▶ ЗАДАНИЕ A
Назовите условия, при которых, согласно статье о правде в пейзаже, художник может передать некоторые части пейзажа с точностью, близкой к отражению в зеркале.

── СТАТЬЯ ──

ПРАВДА В ПЕЙЗАЖЕ. – Если мы выйдем в поле и попытаемся написать что-нибудь вроде целого пейзажа, тотчас окажется, что прямое подражание природе более или менее невозможно. Мы всегда должны стремиться к нему в пределах возможного; при удобных обстоятельствах и достаточном количестве времени, если художник достаточно овладел техникой живописи, некоторые части пейзажа могут быть переданы им с точностью приблизительно равной точности отражения в зеркале. Но кроме технического умения, как бы велико оно ни было, ему понадобится еще разум, чтобы выбрать наиболее существенные черты, и быстрота, чтобы уловить черты мимолетные. Изо дня в день он должен более и более развивать в себе способность различать характерные черты и выискивать кратчайшие пути для достижения желаемых результатов.

───

▶ ЗАДАНИЕ B
Соберите из записей все строки, где встречается слово «ceiling».

── МАТЕРИАЛЫ УПРАЖНЕНИЯ ──

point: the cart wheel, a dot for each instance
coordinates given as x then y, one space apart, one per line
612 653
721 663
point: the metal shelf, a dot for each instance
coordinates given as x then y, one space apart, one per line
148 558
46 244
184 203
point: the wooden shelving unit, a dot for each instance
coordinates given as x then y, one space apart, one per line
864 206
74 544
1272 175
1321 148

───
── МАТЕРИАЛЫ УПРАЖНЕНИЯ ──

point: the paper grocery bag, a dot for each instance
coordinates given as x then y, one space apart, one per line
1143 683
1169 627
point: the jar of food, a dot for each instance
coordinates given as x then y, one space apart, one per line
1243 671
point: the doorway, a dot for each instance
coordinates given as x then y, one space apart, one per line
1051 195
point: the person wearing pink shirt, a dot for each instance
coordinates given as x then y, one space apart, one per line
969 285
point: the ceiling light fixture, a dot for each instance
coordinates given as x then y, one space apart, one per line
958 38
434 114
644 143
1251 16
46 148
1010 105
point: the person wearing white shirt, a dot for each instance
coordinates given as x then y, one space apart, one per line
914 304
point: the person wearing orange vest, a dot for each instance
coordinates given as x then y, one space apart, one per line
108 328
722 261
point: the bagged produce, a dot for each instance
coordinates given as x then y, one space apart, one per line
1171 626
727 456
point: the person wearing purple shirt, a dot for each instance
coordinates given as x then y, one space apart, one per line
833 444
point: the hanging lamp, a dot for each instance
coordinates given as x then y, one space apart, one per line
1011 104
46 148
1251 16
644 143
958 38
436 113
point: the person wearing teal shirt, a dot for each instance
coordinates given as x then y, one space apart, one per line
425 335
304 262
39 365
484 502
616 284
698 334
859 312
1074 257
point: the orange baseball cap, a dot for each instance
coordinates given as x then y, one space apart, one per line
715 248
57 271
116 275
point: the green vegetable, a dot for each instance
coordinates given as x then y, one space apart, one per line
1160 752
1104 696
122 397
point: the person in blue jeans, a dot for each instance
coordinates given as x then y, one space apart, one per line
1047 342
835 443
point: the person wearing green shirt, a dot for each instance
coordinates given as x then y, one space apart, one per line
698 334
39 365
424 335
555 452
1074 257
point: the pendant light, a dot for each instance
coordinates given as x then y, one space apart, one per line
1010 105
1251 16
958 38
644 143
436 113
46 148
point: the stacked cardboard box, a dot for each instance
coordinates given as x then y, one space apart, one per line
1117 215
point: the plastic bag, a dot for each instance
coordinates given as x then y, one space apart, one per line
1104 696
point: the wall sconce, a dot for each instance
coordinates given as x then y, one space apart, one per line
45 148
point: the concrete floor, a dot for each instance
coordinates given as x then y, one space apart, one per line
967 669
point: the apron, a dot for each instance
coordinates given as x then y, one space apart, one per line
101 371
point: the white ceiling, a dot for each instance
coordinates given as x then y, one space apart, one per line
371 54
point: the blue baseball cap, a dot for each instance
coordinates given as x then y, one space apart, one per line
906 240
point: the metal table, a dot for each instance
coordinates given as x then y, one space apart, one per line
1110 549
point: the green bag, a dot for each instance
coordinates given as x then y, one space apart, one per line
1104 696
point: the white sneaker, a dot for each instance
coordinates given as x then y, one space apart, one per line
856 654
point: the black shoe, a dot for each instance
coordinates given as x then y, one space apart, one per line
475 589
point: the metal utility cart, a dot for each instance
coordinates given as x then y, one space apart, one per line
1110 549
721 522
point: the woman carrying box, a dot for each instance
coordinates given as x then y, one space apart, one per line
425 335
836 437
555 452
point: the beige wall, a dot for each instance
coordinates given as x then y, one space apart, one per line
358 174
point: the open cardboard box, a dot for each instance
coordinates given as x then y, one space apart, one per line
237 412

───

▶ ОЖИДАЕМЫЙ ОТВЕТ A
- удобные обстоятельства;
- достаточное количество времени;
- достаточное владение художником техникой живописи.

▶ ОЖИДАЕМЫЙ ОТВЕТ B
point: the ceiling light fixture, a dot for each instance
point: the white ceiling, a dot for each instance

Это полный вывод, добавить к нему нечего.